### TASK
Rewrite all the items below, swapping every "Reply with" for "Answer with" and leaving the rest of each line unchanged.

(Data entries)
+ + + +
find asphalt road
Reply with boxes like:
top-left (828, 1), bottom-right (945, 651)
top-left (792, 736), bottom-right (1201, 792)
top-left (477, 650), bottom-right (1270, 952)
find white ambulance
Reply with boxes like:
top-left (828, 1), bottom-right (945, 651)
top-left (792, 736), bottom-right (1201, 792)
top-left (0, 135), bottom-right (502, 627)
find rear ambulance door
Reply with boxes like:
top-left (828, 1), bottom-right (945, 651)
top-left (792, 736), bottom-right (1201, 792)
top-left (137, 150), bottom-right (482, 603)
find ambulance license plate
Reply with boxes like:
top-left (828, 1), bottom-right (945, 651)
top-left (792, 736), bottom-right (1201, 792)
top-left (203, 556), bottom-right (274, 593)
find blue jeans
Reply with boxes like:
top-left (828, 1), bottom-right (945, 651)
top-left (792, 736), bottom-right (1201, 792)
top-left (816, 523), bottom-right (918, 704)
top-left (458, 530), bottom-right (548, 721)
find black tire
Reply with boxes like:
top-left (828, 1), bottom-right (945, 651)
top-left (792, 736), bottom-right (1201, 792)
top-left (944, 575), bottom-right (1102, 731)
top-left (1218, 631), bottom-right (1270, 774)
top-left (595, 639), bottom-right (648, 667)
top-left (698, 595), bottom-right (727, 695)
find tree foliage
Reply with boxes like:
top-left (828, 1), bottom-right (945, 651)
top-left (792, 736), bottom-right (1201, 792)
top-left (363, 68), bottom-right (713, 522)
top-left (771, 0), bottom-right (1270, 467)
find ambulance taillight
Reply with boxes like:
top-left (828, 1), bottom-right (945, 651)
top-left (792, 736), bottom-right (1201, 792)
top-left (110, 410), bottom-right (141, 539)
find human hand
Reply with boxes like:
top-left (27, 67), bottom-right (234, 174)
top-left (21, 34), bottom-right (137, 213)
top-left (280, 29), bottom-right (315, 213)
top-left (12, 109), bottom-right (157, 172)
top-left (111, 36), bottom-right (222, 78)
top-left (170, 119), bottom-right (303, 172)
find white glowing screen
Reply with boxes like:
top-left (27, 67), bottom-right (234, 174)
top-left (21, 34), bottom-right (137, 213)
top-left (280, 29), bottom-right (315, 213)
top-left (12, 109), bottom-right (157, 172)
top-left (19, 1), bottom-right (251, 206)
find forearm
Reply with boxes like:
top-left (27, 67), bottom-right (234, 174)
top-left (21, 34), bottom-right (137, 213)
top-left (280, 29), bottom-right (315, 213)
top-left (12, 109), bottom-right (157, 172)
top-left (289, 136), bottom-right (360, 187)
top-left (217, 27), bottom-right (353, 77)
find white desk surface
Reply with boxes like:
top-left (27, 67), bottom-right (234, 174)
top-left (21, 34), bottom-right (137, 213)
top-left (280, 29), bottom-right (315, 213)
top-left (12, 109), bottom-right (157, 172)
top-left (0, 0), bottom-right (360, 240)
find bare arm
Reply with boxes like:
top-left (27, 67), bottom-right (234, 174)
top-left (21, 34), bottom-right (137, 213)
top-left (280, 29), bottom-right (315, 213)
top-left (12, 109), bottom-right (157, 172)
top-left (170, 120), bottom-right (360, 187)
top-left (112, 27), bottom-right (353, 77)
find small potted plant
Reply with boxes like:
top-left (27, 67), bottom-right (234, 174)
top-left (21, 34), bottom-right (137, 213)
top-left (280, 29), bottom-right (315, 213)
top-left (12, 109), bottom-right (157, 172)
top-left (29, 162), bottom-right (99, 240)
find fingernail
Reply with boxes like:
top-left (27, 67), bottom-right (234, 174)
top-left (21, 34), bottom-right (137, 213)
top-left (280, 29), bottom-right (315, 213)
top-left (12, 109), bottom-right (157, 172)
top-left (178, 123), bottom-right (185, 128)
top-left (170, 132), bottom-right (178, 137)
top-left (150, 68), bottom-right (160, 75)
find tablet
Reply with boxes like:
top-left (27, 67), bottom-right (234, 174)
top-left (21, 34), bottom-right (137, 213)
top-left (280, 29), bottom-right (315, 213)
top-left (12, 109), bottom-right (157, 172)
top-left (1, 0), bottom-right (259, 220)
+ + + +
### CORRECT OUTPUT
find asphalt road
Answer with boxes like:
top-left (828, 1), bottom-right (945, 651)
top-left (792, 736), bottom-right (1201, 792)
top-left (477, 650), bottom-right (1270, 952)
find white ambulance
Answer with boxes like:
top-left (828, 1), bottom-right (945, 651)
top-left (792, 736), bottom-right (1201, 792)
top-left (0, 135), bottom-right (502, 627)
find rear ambulance door
Answer with boxes like:
top-left (828, 1), bottom-right (945, 651)
top-left (792, 736), bottom-right (1201, 792)
top-left (137, 150), bottom-right (482, 603)
find ambulance license plate
Answer with boxes like:
top-left (828, 1), bottom-right (945, 651)
top-left (792, 736), bottom-right (1201, 792)
top-left (203, 556), bottom-right (274, 593)
find blue jeans
Answer with boxes like:
top-left (828, 1), bottom-right (945, 651)
top-left (792, 736), bottom-right (1201, 792)
top-left (816, 523), bottom-right (918, 704)
top-left (458, 530), bottom-right (548, 721)
find black tire
Answer with boxes like:
top-left (828, 1), bottom-right (945, 651)
top-left (792, 736), bottom-right (1201, 792)
top-left (944, 575), bottom-right (1102, 731)
top-left (1218, 631), bottom-right (1270, 774)
top-left (595, 639), bottom-right (648, 667)
top-left (698, 595), bottom-right (727, 695)
find tree foliage
Answer with boxes like:
top-left (828, 1), bottom-right (945, 651)
top-left (792, 736), bottom-right (1201, 792)
top-left (363, 68), bottom-right (713, 522)
top-left (771, 0), bottom-right (1270, 467)
find ambulance taillight
Answer with boxes like:
top-left (828, 1), bottom-right (945, 651)
top-left (792, 736), bottom-right (1201, 792)
top-left (110, 410), bottom-right (141, 539)
find human hand
Answer with boxes like:
top-left (27, 67), bottom-right (234, 174)
top-left (21, 34), bottom-right (137, 213)
top-left (280, 29), bottom-right (315, 213)
top-left (12, 109), bottom-right (157, 172)
top-left (111, 36), bottom-right (222, 78)
top-left (170, 119), bottom-right (303, 172)
find white glowing screen
Answer with boxes like:
top-left (27, 67), bottom-right (234, 174)
top-left (21, 34), bottom-right (137, 213)
top-left (280, 29), bottom-right (315, 213)
top-left (12, 109), bottom-right (157, 172)
top-left (19, 1), bottom-right (251, 206)
find forearm
Answer with boxes like:
top-left (27, 67), bottom-right (234, 174)
top-left (21, 34), bottom-right (137, 213)
top-left (280, 29), bottom-right (315, 213)
top-left (12, 109), bottom-right (157, 172)
top-left (289, 136), bottom-right (360, 187)
top-left (217, 27), bottom-right (353, 77)
find white desk surface
Answer with boxes like:
top-left (27, 67), bottom-right (234, 174)
top-left (21, 34), bottom-right (137, 213)
top-left (280, 29), bottom-right (315, 213)
top-left (12, 109), bottom-right (157, 172)
top-left (0, 0), bottom-right (360, 240)
find bare arm
Answer with boxes like:
top-left (27, 67), bottom-right (234, 174)
top-left (21, 34), bottom-right (137, 213)
top-left (280, 29), bottom-right (315, 213)
top-left (12, 109), bottom-right (157, 172)
top-left (170, 120), bottom-right (360, 187)
top-left (112, 27), bottom-right (353, 77)
find small potted plant
Answer with boxes like:
top-left (27, 67), bottom-right (234, 174)
top-left (21, 34), bottom-right (137, 213)
top-left (280, 29), bottom-right (315, 213)
top-left (12, 109), bottom-right (157, 172)
top-left (29, 162), bottom-right (99, 240)
find fingernail
Answer with boxes like:
top-left (27, 67), bottom-right (234, 174)
top-left (21, 34), bottom-right (137, 213)
top-left (280, 29), bottom-right (315, 213)
top-left (12, 109), bottom-right (157, 172)
top-left (178, 123), bottom-right (185, 128)
top-left (170, 132), bottom-right (178, 137)
top-left (150, 68), bottom-right (160, 75)
find tablet
Answer with boxes like:
top-left (27, 67), bottom-right (234, 174)
top-left (21, 34), bottom-right (137, 213)
top-left (280, 29), bottom-right (315, 213)
top-left (12, 109), bottom-right (157, 172)
top-left (1, 0), bottom-right (259, 220)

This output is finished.